====== Given text ======

Growth
There are
many different methods for firms to grow; organically, through mergers or
acquisitions or through joint ventures.
External Growth
Joint Venture
A joint
venture is where 2 or more firms work together in an industry to make a profit.
This may allow a company access into a certain market and give another company
valuable knowledge and resources. One example of a joint venture is when Tesco
bought a 50% stake in Hymall supermarkets, a Chinese firm. The deal gives Tesco
access to the lucrative Chinese market which is fast expanding ahead of other
competition like Carrefour and WalMart. It is easier for Tesco’ to pursue a
venture like this rather than try to set itself up in China on its own. This is
because it has no market presence there and would have to spend a lot of money
building the brand there as well as developing a supply chain. It may have been
cheaper for them to purchase Hymall than to do this. Hymall also has the support
of the Chinese government as it was initially a Chinese firm and is still 50%
controlled by China. The advantages to the venture for Hymall, is that they can
use the knowledge that Tesco has from the venture to expand further. It may
also allow them to expand abroad and they would presumably make a large profit
as Tesco would put a lot of resources into making the venture a success (due to
the potential profits). Tesco also has a lot of money capital that Hymall may
not have.
Mergers
Mergers can
be between 2 companies that jointly agree to join or if 1 firm attempts to
purchase another firm hostilely.
Vertical Forward
A forward
vertical merger is when a firm that is lower in the production process
purchases a firm that is further on in the process. This ensures that the
supplier firm has an outlet to sell its product or service. One example is oil
companies purchasing petrol stations, so they aren’t relying on someone else
purchasing oil and then selling it on. They can also make more profit from this
that if they went through a middle man.

======

● **Required task a**
Extract every line of the entries that contains the string "outbuilding", treating uppercase and lowercase as different.
The passage on business growth and the entries come from unrelated sources.

====== Source material ======

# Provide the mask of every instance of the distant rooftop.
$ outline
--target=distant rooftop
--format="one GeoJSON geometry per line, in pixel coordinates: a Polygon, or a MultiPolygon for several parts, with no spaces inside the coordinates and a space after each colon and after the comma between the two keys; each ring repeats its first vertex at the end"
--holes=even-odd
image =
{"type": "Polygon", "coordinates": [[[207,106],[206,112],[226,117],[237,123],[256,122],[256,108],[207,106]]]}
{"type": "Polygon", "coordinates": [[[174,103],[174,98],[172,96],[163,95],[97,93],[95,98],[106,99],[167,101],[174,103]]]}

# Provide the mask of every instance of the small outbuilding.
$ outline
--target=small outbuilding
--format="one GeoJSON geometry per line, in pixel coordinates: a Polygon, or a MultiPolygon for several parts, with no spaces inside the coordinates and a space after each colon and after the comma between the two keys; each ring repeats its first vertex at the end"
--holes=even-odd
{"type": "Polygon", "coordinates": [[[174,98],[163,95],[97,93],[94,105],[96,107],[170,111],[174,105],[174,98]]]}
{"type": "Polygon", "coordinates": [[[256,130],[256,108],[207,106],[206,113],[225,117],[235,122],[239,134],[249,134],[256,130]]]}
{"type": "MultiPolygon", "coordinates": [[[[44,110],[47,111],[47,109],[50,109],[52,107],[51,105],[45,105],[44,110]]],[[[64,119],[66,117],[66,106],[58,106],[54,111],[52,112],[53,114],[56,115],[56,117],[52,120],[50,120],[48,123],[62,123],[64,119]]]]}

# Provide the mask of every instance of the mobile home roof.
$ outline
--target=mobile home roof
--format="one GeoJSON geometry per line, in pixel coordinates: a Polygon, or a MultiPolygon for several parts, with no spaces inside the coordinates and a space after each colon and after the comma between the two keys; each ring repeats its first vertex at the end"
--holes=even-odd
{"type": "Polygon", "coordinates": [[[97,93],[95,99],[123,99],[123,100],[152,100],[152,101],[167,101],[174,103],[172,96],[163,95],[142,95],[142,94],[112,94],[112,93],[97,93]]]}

======

● **Required task b**
Continue the passage on business growth, starting right after its last sentence.

● **Final answer a**
# Provide the mask of every instance of the small outbuilding.
--target=small outbuilding

● **Final answer b**
Vertical Backward
A backward
vertical merger is when a firm acquires another firm that is lower on in the
production process. This is usually done to secure supplies or reduce costs. An
example of this is a fast food retailer purchasing one of its supplier firms
that make the food. This ensures that the fast food retailer has supplies (as
it owns it) and it also won’t have to pay that company a profit and hence can
make things more cheaply. It may also increase the barriers to entry for new
firms.
Horizontal
Horizontal
integration is when 2 firms that are in the same stage of the production
process merge to form 1 firm. An example of this is Lloyds (bank) and TSB
(bank) which merged to form Lloyds TSB. Usually, the new merged firm benefits
from economies of scales and can employ cost-cutting to maximise profits.
Demerger
Occasionally
a firm may decide to demerge and split into different firms. This can be done
if it is forced to due to anti-competition laws, or because one firm isn’t
making much profit and it would make more sense to split the firm into 2 so
they can be managed more efficiently.
Examples of demergers include News Corporation spinning off its TV
business from its newspaper division. This is because the TV business is much
more lucrative than the newspaper division and as 1 firm the share price is a
lot lower than if the TV business were separate. It also ring fences the
TV-side from any legal proceedings against the newspaper-division due to
hacking allegations. Another example is that of Fosters spinning off its wine
division in order to focus on its more profitable beer division. It will make
money by selling the wine division and it can use this to invest in the beer
division to make a further profit.
A final
example is that of Direct Line Group which owns Direct Line, Green Flag and
Churchill. DLG is currently a subsidiary of RBS but is in the process of being
sold off to comply with EU competition laws.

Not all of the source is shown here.